Please repeat all of the material below word for word, leaving out the pictures.
+++++
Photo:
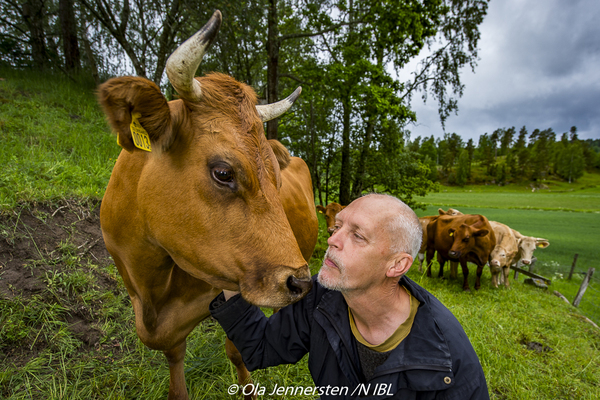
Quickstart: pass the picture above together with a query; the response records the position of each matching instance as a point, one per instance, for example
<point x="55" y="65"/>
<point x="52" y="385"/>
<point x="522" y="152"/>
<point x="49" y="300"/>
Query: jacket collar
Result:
<point x="424" y="348"/>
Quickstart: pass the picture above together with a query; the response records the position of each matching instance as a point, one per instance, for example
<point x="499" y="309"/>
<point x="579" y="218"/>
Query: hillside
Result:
<point x="66" y="321"/>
+++++
● **Correct result**:
Photo:
Quickstart: pass the picture above together with a query; the response records the position of each matching instance as a point, one per instance, for example
<point x="55" y="65"/>
<point x="52" y="385"/>
<point x="522" y="152"/>
<point x="49" y="300"/>
Query: jacket collar
Result:
<point x="424" y="348"/>
Quickstart: pass the picture above together with a query; the response records the position of each matching instance as a point, one per instance, for example
<point x="499" y="309"/>
<point x="579" y="218"/>
Query: hillside
Result:
<point x="66" y="321"/>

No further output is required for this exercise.